▶ Exercise description: Copy the data below word for word, keeping every line. Leave the pictures out of your copy.

▶ Coordinate labeling data:
********
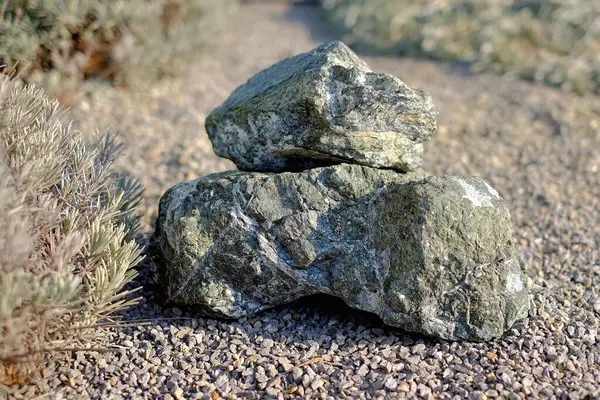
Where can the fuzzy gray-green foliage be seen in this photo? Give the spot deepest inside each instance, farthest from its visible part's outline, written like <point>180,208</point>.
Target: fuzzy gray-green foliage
<point>68,222</point>
<point>556,42</point>
<point>128,41</point>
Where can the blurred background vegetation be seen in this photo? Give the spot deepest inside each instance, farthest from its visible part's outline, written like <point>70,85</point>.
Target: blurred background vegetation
<point>57,43</point>
<point>556,42</point>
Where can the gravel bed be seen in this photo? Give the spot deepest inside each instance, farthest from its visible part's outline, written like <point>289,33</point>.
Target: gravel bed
<point>539,147</point>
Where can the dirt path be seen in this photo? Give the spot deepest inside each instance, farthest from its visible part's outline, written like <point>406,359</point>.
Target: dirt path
<point>539,147</point>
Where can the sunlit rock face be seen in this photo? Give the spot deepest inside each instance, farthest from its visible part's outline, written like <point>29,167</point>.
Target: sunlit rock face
<point>321,108</point>
<point>427,254</point>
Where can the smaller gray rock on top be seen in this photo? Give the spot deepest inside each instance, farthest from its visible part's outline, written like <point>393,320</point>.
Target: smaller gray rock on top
<point>322,108</point>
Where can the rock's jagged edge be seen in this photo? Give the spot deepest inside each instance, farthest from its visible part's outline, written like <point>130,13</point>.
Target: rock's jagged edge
<point>430,255</point>
<point>321,108</point>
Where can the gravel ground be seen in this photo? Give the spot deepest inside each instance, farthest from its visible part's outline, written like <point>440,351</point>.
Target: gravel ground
<point>539,147</point>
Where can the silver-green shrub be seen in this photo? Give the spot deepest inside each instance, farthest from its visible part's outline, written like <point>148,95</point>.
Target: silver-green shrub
<point>127,41</point>
<point>67,227</point>
<point>552,41</point>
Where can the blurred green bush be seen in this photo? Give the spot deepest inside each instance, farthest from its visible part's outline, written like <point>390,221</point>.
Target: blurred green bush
<point>123,40</point>
<point>67,232</point>
<point>556,42</point>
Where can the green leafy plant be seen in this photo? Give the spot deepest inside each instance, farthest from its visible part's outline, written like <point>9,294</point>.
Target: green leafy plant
<point>68,223</point>
<point>556,42</point>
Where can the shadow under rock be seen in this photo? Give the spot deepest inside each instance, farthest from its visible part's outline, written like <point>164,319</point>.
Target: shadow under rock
<point>307,319</point>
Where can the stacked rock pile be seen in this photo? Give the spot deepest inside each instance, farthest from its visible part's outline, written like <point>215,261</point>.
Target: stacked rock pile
<point>331,198</point>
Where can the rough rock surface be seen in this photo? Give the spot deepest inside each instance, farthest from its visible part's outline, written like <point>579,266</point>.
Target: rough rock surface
<point>428,254</point>
<point>321,108</point>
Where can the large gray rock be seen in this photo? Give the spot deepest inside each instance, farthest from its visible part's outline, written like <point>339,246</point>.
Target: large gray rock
<point>433,255</point>
<point>321,108</point>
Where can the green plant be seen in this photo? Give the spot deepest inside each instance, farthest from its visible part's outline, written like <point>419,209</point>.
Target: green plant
<point>556,42</point>
<point>68,222</point>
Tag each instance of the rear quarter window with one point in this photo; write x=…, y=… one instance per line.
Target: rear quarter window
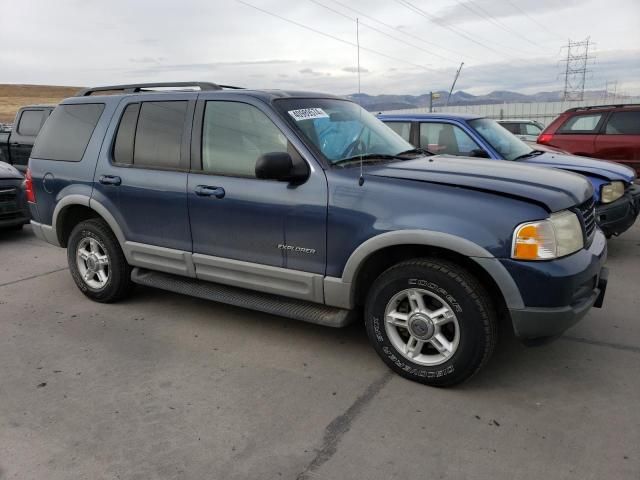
x=582, y=124
x=66, y=133
x=29, y=124
x=401, y=128
x=623, y=123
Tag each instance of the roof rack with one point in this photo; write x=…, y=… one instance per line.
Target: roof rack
x=148, y=87
x=595, y=107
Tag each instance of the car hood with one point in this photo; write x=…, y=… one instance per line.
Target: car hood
x=554, y=189
x=7, y=171
x=584, y=165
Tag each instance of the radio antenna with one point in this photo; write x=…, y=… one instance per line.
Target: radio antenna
x=361, y=179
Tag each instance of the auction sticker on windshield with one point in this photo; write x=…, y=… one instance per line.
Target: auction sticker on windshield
x=307, y=114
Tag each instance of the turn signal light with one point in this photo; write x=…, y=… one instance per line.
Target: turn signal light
x=534, y=241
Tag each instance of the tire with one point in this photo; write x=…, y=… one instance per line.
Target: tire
x=431, y=321
x=95, y=240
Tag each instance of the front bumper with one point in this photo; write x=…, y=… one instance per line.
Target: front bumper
x=559, y=293
x=617, y=217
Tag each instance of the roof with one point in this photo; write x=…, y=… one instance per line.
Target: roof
x=40, y=105
x=422, y=116
x=119, y=91
x=515, y=120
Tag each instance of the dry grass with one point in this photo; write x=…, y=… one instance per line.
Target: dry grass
x=12, y=97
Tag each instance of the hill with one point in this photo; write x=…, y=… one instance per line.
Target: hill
x=377, y=103
x=13, y=97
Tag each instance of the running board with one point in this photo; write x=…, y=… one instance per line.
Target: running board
x=263, y=302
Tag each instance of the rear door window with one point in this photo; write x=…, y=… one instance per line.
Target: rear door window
x=401, y=128
x=623, y=123
x=66, y=133
x=582, y=124
x=151, y=134
x=30, y=122
x=446, y=139
x=159, y=134
x=512, y=127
********
▶ Answer to this task:
Where can the fuzzy gray-green foliage be seen in this photo? Give the spot deepest inside each instance, farthest from its visible part's outline, written like <point>180,208</point>.
Target: fuzzy gray-green foliage
<point>68,222</point>
<point>556,42</point>
<point>128,41</point>
Where can the blurred background vegetation be seen in this photo? Give the spot deepest inside each instance, farthest from its visible part's outline, written like <point>70,85</point>.
Target: blurred background vegetation
<point>57,43</point>
<point>556,42</point>
Where can the gravel bed be seen in this photo? Give the spot deepest inside each instance, farthest from its visible part's outline, written like <point>289,33</point>.
Target: gravel bed
<point>539,147</point>
Where can the dirt path be seen in this photo? Give the spot deepest inside each instance, farthest from its visible part's outline, written like <point>406,359</point>.
Target: dirt path
<point>539,147</point>
Where can the sunlit rock face be seen in this photo? Give the spot deepest inside each instance, farthest from its visible part's outline, written like <point>29,167</point>.
Target: sunlit rock face
<point>321,108</point>
<point>427,254</point>
Where can the smaller gray rock on top be seen in this photo? Give the spot deepest inside each instance, farthest from its visible part's outline, written like <point>393,320</point>.
Target: smaller gray rock on top
<point>322,108</point>
Where can the rock's jagged edge be seen in this photo? Give the spot deepest inside each instance, farthest from its visible part's outline, written like <point>130,13</point>.
Target: rock's jagged edge
<point>430,255</point>
<point>321,108</point>
Where can the gravel ground be seen in this photo? Give the spot deepest inside each instance, farthest from its visible part's outline, written like <point>440,351</point>.
Target: gravel ground
<point>539,147</point>
Where can the silver-green shrub be seen in this photo? Give the spot deepest inside each instance, farthest from its visible part's outline, written like <point>148,95</point>.
Target: silver-green shrub
<point>127,41</point>
<point>67,227</point>
<point>552,41</point>
Where can the blurred green bush be seen in this photo? Give the spot deepest inside each instance, farthest from its visible part's outline, written like <point>390,221</point>.
Target: blurred green bush
<point>123,40</point>
<point>67,232</point>
<point>556,42</point>
Where can the green leafy plant be seen in this photo? Give the spot deepest inside each instance, farthest from its visible part's outline, written like <point>9,294</point>.
Target: green leafy plant
<point>68,223</point>
<point>556,42</point>
Where can the shadow under rock be seen in this photo? Give the spot deepest inside each instance, farthest from its visible part's outline, written like <point>164,319</point>.
Target: shadow under rock
<point>307,319</point>
Where can the stacked rock pile be seen in this photo? Give the spot deepest inside each instance, farthest from its visible part's outline, written like <point>215,261</point>.
Target: stacked rock pile
<point>331,198</point>
Where can the rough rock surface be seen in this photo? Give the spot deepest inside each instance, farthest from its visible part's outline, written like <point>579,266</point>.
Target: rough rock surface
<point>428,254</point>
<point>321,108</point>
Where can the large gray rock be seen in this photo? Give the spot deepest inside each instance, farthest from its visible part's outline, written like <point>339,246</point>.
Target: large gray rock
<point>433,255</point>
<point>321,108</point>
Where can the green plant be seen in this photo? Give the spot deepest inside each instance, farthest from its visible part's outline, written like <point>419,209</point>.
Target: green plant
<point>556,42</point>
<point>68,222</point>
Tag each instance of the rear quarter window with one point in this photo; write x=…, y=… one instance per line.
Target: rear quarter window
x=582, y=124
x=66, y=133
x=29, y=124
x=401, y=128
x=623, y=123
Tag each instance of the roof rack with one point in this photo; write x=…, y=… one instance per line.
Target: roof rack
x=148, y=87
x=595, y=107
Tag each instance of the car hood with one point in this photo; write x=…, y=… one instance per line.
Target: car hood
x=554, y=189
x=7, y=171
x=584, y=165
Tag each instance of the radio antenna with one point in this photo; write x=…, y=… one instance per line.
Target: radio antenna
x=361, y=179
Tag each instance of the auction sticker on windshield with one point in this photo; write x=…, y=… one instance per line.
Target: auction sticker on windshield
x=307, y=114
Tag each instance of the turn signal light with one point in this photo; write x=…, y=… one instance per line.
Target: turn signal light
x=534, y=241
Tag each instance of the tire with one point in this photo; write x=…, y=… one instance per line.
Target: tire
x=431, y=321
x=95, y=240
Tag each instance of the front bumper with one point in this photo; write x=…, y=… one instance per line.
Target: front bumper
x=559, y=293
x=617, y=217
Tag each instance of the roof with one point in this photo; write x=…, y=… one instance per line.
Target: roof
x=40, y=105
x=422, y=116
x=119, y=91
x=515, y=120
Tag each instance of the dry grass with one point in this photo; write x=…, y=… one instance per line.
Target: dry grass
x=12, y=97
Tag each instance of the hill with one point in this photo; write x=…, y=… one instance per line.
Target: hill
x=377, y=103
x=13, y=97
Tag each instance of the running board with one point in this photo; write x=…, y=… one instance per line.
Target: running board
x=263, y=302
Tag each instance of the rear door window with one point in this photo; write x=…, y=… one instance per line.
Target: rear door window
x=401, y=128
x=623, y=123
x=66, y=133
x=582, y=124
x=151, y=134
x=30, y=122
x=446, y=139
x=159, y=134
x=512, y=127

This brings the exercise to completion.